[[ Material shown, beginning ]]
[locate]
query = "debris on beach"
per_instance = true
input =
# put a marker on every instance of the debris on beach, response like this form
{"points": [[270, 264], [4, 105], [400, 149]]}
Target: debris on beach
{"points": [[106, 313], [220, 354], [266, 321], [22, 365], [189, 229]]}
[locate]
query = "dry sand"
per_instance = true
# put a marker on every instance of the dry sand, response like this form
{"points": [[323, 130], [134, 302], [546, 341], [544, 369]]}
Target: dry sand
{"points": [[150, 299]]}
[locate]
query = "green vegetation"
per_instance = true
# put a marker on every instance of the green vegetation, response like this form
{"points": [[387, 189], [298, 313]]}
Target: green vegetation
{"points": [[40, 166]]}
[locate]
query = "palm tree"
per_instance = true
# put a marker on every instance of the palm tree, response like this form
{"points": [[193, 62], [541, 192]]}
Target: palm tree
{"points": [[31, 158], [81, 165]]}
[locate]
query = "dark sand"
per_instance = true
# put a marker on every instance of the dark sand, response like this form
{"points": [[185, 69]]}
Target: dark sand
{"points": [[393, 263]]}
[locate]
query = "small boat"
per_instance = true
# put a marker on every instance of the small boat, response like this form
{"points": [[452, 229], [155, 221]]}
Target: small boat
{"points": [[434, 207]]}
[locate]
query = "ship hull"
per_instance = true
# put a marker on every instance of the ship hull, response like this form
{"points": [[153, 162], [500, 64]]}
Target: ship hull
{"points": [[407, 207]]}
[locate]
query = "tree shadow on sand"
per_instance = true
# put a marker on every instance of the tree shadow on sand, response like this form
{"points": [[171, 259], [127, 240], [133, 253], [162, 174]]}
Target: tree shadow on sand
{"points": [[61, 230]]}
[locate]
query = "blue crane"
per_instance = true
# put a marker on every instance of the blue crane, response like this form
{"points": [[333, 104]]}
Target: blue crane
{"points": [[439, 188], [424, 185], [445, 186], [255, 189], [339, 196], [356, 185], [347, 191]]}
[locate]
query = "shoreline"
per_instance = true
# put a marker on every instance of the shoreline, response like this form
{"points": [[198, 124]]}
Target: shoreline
[[ Material shown, end ]]
Task directions:
What this exercise asks for is the data above, retyped exactly.

Result for this exercise:
[locate]
query = "debris on beach"
per_instance = true
input =
# put a marker on every instance of the debris on beach, response like this form
{"points": [[270, 264], [4, 105], [400, 149]]}
Target: debris on beach
{"points": [[106, 313], [220, 354], [266, 321], [22, 365], [189, 229]]}
[locate]
query = "dry sand"
per_instance = true
# put a marker on every instance of the dry sand, response like this form
{"points": [[323, 130], [134, 302], [546, 341], [544, 369]]}
Target: dry sand
{"points": [[150, 299]]}
[locate]
query = "green vegetation"
per_instance = true
# put a marker on every instance of the green vegetation, response like this form
{"points": [[387, 189], [298, 313]]}
Target: green vegetation
{"points": [[40, 166]]}
[locate]
query = "palm tree"
per_instance = true
# put a marker on every instance of the palm tree, response like this form
{"points": [[193, 62], [541, 192]]}
Target: palm tree
{"points": [[31, 158], [81, 165]]}
[locate]
query = "dark sand"
per_instance = true
# put a marker on every instance of the dark sand, response like this form
{"points": [[185, 69]]}
Target: dark sand
{"points": [[393, 263]]}
[locate]
query = "small boat"
per_instance = true
# put a marker on every instance of the small boat, response like this form
{"points": [[452, 229], [155, 221]]}
Target: small boat
{"points": [[434, 207]]}
[locate]
query = "ship hull"
per_instance = true
# put a marker on every instance of the ship hull, response like this form
{"points": [[153, 162], [500, 64]]}
Target: ship hull
{"points": [[407, 207]]}
[locate]
query = "tree shadow on sand"
per_instance = true
# put a marker on every instance of the tree shadow on sand, response like this form
{"points": [[171, 259], [127, 240], [133, 253], [162, 174]]}
Target: tree shadow on sand
{"points": [[61, 230]]}
[locate]
query = "blue crane"
per_instance = true
# put a marker on every instance of the blue crane, response like this form
{"points": [[333, 104]]}
Target: blue crane
{"points": [[439, 188], [424, 185], [445, 186], [255, 189], [339, 196], [356, 185], [347, 191]]}
[locate]
query = "shoreline"
per_instance = true
# put a marker on every instance of the shoreline, response like this form
{"points": [[198, 124]]}
Target: shoreline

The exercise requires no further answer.